Work to be completed
Restate word for word the lines of the records below, starting at the line that contains "Where can the drum" and ending at the line that contains "Target: house", with both of those lines included and nothing else.

Stored records
***
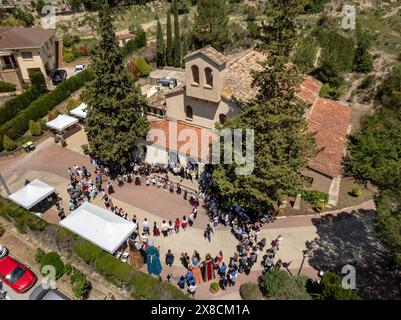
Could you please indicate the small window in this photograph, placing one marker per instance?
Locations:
(209, 76)
(222, 118)
(189, 112)
(195, 74)
(26, 55)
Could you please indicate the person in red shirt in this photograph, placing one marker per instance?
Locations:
(177, 225)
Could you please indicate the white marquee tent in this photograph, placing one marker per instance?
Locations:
(32, 194)
(62, 122)
(99, 226)
(80, 111)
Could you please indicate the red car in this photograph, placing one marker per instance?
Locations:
(16, 275)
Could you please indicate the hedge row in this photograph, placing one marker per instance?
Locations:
(17, 126)
(11, 107)
(139, 284)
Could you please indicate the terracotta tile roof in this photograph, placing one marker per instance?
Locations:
(191, 140)
(211, 53)
(21, 38)
(123, 36)
(330, 120)
(158, 100)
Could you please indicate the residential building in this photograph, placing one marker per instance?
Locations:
(23, 50)
(215, 88)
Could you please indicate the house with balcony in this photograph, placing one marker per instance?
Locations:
(23, 50)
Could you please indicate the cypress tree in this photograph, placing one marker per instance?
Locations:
(177, 38)
(115, 121)
(282, 145)
(169, 46)
(161, 49)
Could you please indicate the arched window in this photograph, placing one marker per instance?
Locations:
(222, 118)
(195, 74)
(209, 76)
(189, 113)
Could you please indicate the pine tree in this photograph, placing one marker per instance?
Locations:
(211, 23)
(115, 121)
(177, 37)
(161, 49)
(169, 46)
(282, 145)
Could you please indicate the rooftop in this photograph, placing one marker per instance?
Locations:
(210, 52)
(22, 38)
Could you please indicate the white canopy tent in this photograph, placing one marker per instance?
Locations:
(80, 111)
(62, 122)
(99, 226)
(32, 194)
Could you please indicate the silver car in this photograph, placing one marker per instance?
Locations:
(41, 293)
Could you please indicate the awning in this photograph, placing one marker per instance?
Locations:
(62, 122)
(33, 193)
(99, 226)
(80, 111)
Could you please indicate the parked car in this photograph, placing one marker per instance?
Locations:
(42, 293)
(59, 76)
(79, 68)
(16, 275)
(3, 251)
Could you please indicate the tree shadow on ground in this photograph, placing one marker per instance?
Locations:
(349, 238)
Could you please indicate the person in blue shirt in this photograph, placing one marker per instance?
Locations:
(181, 282)
(222, 269)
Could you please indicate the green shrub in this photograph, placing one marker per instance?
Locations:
(250, 291)
(22, 219)
(80, 285)
(87, 251)
(134, 44)
(280, 285)
(140, 285)
(39, 256)
(305, 55)
(331, 288)
(38, 81)
(273, 281)
(68, 269)
(17, 126)
(53, 259)
(214, 286)
(7, 87)
(9, 144)
(11, 107)
(142, 66)
(35, 128)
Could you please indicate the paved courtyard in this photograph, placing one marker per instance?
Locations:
(49, 162)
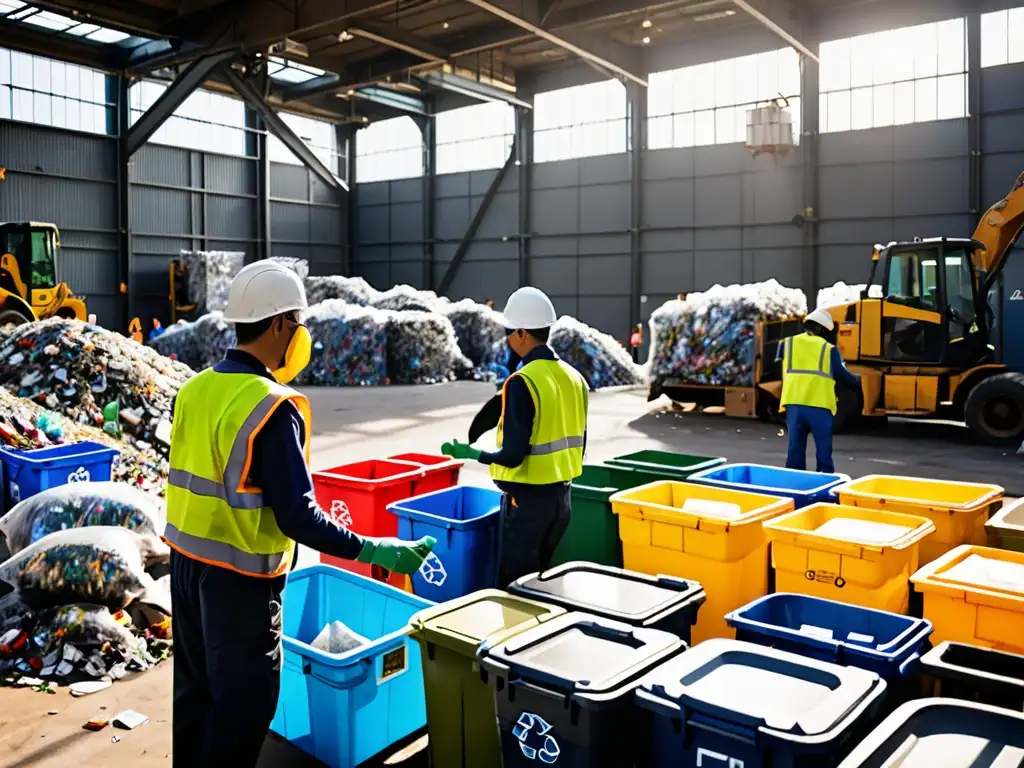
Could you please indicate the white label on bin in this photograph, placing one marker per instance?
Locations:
(340, 513)
(536, 740)
(433, 571)
(709, 759)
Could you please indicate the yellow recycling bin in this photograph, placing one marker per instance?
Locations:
(975, 595)
(858, 556)
(713, 536)
(960, 510)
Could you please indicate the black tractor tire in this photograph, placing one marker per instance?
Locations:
(11, 317)
(994, 410)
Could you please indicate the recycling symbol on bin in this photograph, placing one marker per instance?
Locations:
(433, 571)
(340, 513)
(80, 475)
(531, 730)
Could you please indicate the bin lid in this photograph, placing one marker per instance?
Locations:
(759, 687)
(484, 616)
(606, 591)
(943, 732)
(582, 653)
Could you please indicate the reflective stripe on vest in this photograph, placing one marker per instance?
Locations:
(556, 442)
(807, 378)
(213, 514)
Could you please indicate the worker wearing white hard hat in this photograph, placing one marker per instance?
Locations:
(812, 367)
(239, 497)
(542, 434)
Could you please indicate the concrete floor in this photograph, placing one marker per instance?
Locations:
(354, 424)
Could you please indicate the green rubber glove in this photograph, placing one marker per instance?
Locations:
(396, 555)
(460, 451)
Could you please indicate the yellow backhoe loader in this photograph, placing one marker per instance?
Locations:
(29, 285)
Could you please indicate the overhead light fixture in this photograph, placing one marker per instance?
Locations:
(716, 14)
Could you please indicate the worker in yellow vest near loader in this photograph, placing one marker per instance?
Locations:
(541, 438)
(239, 497)
(811, 369)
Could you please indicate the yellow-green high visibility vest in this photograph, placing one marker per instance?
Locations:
(807, 378)
(213, 513)
(560, 396)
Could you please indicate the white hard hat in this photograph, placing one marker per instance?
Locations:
(822, 317)
(529, 309)
(262, 290)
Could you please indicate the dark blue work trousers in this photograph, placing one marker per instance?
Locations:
(804, 420)
(226, 630)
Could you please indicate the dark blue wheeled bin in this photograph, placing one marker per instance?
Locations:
(564, 691)
(727, 702)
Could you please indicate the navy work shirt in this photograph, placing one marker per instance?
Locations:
(279, 468)
(519, 413)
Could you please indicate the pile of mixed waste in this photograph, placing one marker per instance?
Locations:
(709, 337)
(78, 597)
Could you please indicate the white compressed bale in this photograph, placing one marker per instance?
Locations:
(709, 337)
(598, 356)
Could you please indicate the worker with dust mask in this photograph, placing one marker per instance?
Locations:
(542, 434)
(239, 497)
(811, 369)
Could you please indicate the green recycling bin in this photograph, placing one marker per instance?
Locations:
(593, 531)
(461, 720)
(667, 464)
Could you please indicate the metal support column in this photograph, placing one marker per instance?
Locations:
(974, 111)
(524, 160)
(474, 225)
(809, 137)
(637, 145)
(126, 259)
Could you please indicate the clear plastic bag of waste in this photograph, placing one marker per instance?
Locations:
(83, 505)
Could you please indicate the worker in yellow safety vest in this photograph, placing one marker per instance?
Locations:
(542, 435)
(811, 369)
(239, 497)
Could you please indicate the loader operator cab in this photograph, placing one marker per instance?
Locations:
(930, 312)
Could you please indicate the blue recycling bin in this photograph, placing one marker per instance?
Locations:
(727, 702)
(343, 709)
(464, 519)
(30, 472)
(804, 487)
(888, 644)
(564, 691)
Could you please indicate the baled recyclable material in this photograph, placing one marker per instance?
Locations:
(709, 337)
(83, 505)
(598, 357)
(349, 345)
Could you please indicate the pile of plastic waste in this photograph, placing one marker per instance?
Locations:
(93, 377)
(838, 294)
(709, 337)
(349, 345)
(600, 358)
(199, 345)
(480, 332)
(422, 348)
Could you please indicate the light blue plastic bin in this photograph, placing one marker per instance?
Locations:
(803, 486)
(464, 520)
(343, 709)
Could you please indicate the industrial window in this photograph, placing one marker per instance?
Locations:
(910, 75)
(473, 138)
(1003, 37)
(206, 121)
(389, 150)
(580, 122)
(707, 103)
(36, 89)
(318, 135)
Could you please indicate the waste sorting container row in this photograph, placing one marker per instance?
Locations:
(859, 556)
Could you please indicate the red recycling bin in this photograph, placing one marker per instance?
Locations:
(356, 496)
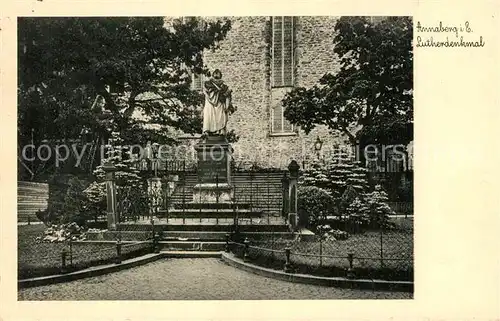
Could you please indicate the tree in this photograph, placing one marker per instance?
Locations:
(73, 72)
(374, 83)
(378, 208)
(73, 208)
(132, 195)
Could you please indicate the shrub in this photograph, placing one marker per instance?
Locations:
(336, 176)
(378, 209)
(371, 211)
(73, 208)
(314, 205)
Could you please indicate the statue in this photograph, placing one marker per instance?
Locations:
(218, 105)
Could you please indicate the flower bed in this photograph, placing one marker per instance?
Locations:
(36, 258)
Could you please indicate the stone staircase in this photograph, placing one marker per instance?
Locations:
(262, 191)
(31, 197)
(190, 226)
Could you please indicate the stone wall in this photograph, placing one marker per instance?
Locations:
(244, 58)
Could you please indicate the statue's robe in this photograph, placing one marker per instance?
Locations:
(217, 100)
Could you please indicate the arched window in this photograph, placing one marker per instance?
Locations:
(282, 69)
(283, 53)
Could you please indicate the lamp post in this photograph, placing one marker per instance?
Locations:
(317, 147)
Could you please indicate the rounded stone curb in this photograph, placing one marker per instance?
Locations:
(89, 272)
(381, 285)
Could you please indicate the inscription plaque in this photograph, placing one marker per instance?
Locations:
(210, 167)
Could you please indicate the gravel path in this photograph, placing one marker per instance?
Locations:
(192, 279)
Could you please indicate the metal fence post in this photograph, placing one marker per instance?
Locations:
(227, 249)
(268, 198)
(251, 189)
(64, 254)
(246, 256)
(381, 245)
(217, 198)
(184, 192)
(70, 252)
(288, 263)
(350, 270)
(321, 251)
(118, 252)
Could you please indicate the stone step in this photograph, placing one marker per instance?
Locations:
(192, 254)
(208, 213)
(191, 245)
(192, 236)
(221, 205)
(204, 227)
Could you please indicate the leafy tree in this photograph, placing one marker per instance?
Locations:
(378, 208)
(131, 190)
(373, 88)
(357, 215)
(125, 74)
(335, 175)
(314, 205)
(73, 208)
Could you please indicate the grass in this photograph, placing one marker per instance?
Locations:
(39, 259)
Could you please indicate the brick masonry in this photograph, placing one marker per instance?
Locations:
(244, 58)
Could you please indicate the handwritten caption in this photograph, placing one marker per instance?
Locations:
(446, 36)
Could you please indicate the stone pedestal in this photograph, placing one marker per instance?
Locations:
(214, 171)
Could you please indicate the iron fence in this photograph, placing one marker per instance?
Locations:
(256, 199)
(386, 254)
(60, 258)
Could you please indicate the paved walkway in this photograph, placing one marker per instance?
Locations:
(192, 279)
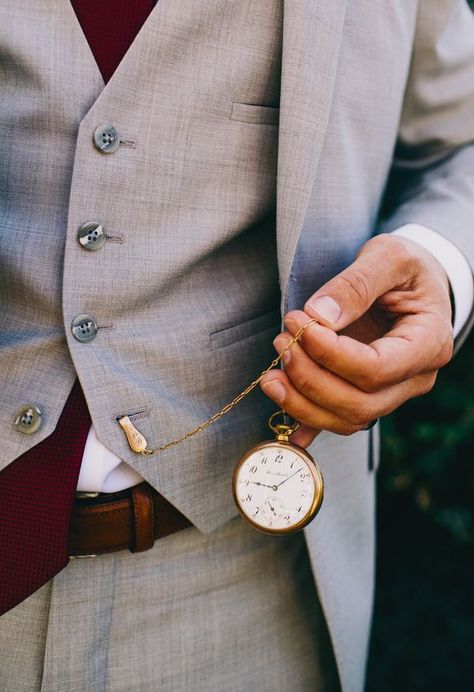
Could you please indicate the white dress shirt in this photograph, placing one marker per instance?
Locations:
(103, 471)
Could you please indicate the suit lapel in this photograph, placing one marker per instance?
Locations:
(311, 39)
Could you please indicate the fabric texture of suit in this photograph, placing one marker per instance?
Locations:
(258, 140)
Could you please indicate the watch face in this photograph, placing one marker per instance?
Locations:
(277, 487)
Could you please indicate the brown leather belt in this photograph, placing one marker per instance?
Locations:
(132, 518)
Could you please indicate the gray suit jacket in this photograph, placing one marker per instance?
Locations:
(258, 139)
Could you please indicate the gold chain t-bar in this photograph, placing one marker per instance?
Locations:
(138, 443)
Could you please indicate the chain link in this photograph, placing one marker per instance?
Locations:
(228, 407)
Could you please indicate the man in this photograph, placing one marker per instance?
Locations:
(153, 233)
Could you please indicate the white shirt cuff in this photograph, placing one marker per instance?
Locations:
(455, 265)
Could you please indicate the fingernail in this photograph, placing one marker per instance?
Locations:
(280, 344)
(275, 390)
(326, 307)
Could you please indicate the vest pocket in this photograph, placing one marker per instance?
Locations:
(268, 321)
(255, 113)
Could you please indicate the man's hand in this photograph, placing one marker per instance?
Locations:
(384, 329)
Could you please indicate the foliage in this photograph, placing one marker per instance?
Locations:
(428, 448)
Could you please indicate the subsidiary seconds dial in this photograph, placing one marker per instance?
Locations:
(277, 487)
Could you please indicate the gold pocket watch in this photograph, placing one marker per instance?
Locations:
(277, 486)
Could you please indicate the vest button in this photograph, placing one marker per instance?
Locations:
(106, 139)
(91, 236)
(28, 419)
(84, 328)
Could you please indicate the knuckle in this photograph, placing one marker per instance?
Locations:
(373, 380)
(356, 283)
(360, 413)
(446, 353)
(348, 430)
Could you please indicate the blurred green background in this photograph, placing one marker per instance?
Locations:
(423, 633)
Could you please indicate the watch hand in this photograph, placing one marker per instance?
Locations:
(268, 503)
(287, 479)
(264, 484)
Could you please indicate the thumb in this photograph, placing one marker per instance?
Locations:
(380, 266)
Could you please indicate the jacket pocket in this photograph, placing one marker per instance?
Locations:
(269, 321)
(255, 113)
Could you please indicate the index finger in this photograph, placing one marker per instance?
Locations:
(415, 345)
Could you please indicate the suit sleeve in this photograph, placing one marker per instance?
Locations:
(432, 177)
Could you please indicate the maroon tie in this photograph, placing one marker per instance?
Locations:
(37, 489)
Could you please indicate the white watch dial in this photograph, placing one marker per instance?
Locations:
(274, 487)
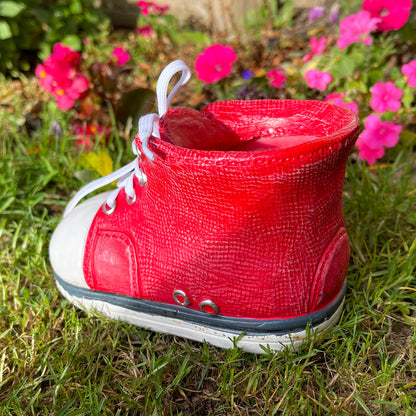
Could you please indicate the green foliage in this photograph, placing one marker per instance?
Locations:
(29, 29)
(58, 360)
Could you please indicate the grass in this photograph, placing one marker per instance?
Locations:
(56, 360)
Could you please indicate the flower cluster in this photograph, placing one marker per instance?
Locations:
(377, 135)
(149, 8)
(215, 63)
(375, 16)
(122, 56)
(60, 75)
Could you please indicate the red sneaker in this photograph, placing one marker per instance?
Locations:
(216, 239)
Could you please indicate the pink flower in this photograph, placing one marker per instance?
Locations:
(318, 79)
(45, 80)
(144, 31)
(144, 7)
(60, 76)
(317, 47)
(357, 28)
(85, 144)
(367, 153)
(315, 13)
(386, 96)
(377, 135)
(66, 54)
(410, 71)
(65, 98)
(338, 99)
(121, 55)
(215, 63)
(277, 77)
(392, 14)
(162, 9)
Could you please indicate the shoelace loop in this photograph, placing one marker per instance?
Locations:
(148, 126)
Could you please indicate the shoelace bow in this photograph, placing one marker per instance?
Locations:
(148, 126)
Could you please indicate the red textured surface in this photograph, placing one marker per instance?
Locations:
(245, 229)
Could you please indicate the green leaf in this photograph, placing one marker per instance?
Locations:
(100, 162)
(5, 32)
(408, 96)
(72, 41)
(10, 8)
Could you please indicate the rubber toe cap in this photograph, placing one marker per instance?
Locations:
(67, 246)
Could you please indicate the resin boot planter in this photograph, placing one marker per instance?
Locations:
(247, 241)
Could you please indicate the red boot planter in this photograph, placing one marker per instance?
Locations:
(229, 222)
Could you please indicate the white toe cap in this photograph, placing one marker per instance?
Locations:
(67, 246)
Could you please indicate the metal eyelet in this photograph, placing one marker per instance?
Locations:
(142, 179)
(180, 298)
(208, 306)
(108, 211)
(131, 200)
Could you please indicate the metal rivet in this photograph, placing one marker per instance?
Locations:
(211, 305)
(110, 210)
(180, 298)
(131, 200)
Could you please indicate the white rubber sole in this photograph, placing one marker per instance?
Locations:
(192, 331)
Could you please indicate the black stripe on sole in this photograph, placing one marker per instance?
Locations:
(249, 326)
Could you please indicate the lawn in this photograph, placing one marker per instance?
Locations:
(57, 360)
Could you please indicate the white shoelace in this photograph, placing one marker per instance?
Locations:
(148, 126)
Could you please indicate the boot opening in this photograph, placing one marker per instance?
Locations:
(191, 129)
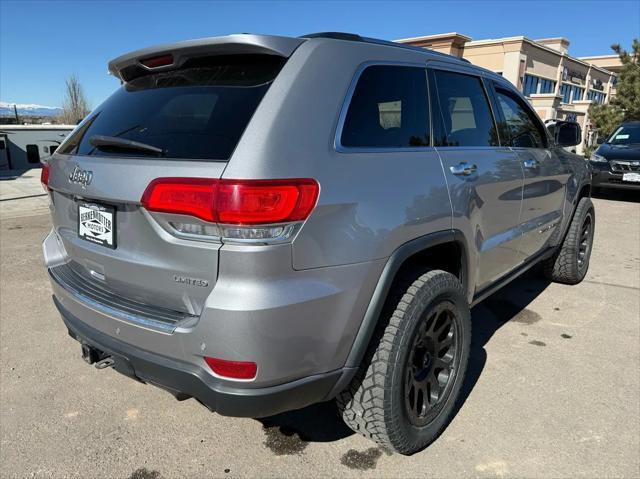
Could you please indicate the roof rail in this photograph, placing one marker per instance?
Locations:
(352, 37)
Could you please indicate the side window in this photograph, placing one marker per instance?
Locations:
(33, 154)
(521, 129)
(388, 109)
(466, 117)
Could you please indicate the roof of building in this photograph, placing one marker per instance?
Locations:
(37, 127)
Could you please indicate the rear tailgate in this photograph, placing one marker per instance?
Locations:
(148, 264)
(183, 117)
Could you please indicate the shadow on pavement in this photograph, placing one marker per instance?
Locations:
(288, 433)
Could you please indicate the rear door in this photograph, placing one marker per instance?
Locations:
(188, 121)
(485, 179)
(545, 176)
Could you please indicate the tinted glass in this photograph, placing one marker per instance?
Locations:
(388, 109)
(520, 128)
(626, 135)
(466, 116)
(197, 112)
(33, 154)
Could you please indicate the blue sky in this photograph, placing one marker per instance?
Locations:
(42, 43)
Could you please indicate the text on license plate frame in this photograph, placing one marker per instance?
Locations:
(97, 224)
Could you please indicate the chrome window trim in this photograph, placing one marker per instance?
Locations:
(337, 138)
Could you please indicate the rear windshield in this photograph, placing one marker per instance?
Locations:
(626, 135)
(197, 112)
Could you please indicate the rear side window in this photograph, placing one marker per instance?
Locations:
(388, 109)
(465, 113)
(33, 154)
(197, 112)
(520, 127)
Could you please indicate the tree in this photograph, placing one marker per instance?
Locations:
(625, 105)
(75, 106)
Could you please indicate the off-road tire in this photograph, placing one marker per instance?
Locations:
(565, 266)
(374, 404)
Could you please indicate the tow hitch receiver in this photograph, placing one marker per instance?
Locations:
(94, 356)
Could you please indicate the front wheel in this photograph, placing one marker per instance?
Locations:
(570, 263)
(406, 392)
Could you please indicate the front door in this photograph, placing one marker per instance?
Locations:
(484, 179)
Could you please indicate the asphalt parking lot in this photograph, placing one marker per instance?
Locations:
(553, 388)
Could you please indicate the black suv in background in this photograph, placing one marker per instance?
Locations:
(616, 162)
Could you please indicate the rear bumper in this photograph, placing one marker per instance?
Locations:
(608, 179)
(187, 380)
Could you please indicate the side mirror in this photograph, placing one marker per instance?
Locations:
(568, 133)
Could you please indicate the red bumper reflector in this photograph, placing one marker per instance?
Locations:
(232, 369)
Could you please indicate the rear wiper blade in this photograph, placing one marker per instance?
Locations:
(106, 142)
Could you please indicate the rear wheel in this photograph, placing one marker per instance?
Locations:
(570, 263)
(405, 393)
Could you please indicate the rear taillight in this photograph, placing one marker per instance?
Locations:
(44, 177)
(240, 208)
(185, 196)
(244, 370)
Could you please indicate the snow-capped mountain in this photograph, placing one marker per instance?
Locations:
(28, 109)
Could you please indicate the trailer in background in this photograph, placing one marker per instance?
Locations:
(26, 146)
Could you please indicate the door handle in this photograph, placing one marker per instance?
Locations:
(463, 169)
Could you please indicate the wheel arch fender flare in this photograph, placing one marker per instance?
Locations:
(389, 272)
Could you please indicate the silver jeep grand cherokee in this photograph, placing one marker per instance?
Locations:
(262, 223)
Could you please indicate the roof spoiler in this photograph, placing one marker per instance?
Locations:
(173, 55)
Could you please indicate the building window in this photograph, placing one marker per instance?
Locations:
(571, 93)
(535, 85)
(33, 154)
(596, 96)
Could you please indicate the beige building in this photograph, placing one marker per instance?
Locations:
(557, 85)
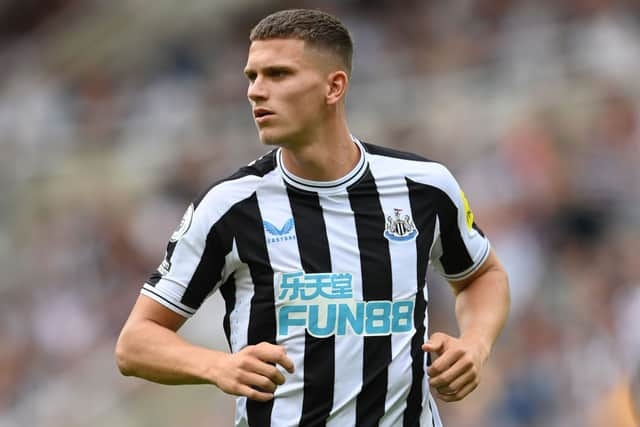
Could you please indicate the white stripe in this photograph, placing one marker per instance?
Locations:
(190, 247)
(284, 257)
(349, 349)
(393, 196)
(239, 322)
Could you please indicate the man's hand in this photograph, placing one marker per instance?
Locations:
(252, 372)
(454, 372)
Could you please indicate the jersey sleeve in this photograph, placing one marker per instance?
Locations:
(459, 247)
(194, 262)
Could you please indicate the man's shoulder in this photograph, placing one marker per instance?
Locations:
(238, 182)
(378, 150)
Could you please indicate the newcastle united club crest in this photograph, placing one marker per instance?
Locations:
(400, 228)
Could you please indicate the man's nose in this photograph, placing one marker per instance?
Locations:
(257, 90)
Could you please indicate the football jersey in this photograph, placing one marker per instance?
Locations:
(333, 271)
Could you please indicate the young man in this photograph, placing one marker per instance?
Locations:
(320, 250)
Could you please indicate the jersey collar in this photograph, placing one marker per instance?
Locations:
(327, 187)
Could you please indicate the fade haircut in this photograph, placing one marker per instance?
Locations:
(316, 28)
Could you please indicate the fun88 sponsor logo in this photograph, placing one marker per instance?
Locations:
(323, 304)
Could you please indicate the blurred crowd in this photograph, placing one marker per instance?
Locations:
(533, 104)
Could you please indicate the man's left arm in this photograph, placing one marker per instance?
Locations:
(482, 305)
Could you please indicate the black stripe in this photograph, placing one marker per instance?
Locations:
(246, 221)
(319, 353)
(478, 229)
(169, 302)
(154, 278)
(423, 211)
(228, 291)
(455, 257)
(209, 269)
(433, 418)
(375, 262)
(396, 154)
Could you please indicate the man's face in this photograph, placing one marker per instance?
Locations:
(287, 89)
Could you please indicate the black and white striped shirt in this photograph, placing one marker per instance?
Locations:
(334, 272)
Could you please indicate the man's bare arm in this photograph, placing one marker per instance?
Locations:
(150, 348)
(482, 307)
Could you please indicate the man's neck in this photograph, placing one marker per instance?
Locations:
(325, 158)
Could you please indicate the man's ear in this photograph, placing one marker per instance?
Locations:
(337, 83)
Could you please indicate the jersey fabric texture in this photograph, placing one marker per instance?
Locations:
(333, 271)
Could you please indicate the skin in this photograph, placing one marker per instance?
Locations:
(304, 90)
(635, 392)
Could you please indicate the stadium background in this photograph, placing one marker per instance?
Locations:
(113, 115)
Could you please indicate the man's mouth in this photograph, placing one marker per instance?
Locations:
(261, 112)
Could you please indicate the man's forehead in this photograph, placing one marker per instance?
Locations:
(281, 51)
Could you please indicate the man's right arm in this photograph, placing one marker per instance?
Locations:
(150, 348)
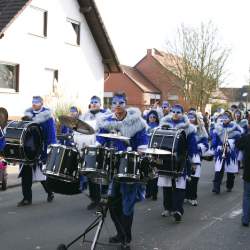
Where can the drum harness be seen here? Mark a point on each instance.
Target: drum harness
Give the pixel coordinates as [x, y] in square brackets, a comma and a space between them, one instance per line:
[173, 179]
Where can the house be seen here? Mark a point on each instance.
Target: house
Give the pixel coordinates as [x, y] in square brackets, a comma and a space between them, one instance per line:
[139, 90]
[152, 70]
[237, 96]
[57, 49]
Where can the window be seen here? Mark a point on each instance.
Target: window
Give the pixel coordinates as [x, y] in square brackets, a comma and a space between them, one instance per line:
***
Response to the task
Where can the drum harness be seen here? Mark a point on each instance.
Target: drum harness
Give the pixel coordinates as [x, y] in square brackets, a comma and a space between them, one instance per line:
[173, 179]
Where can the house be seen here? Mark a point on each instance.
Target: house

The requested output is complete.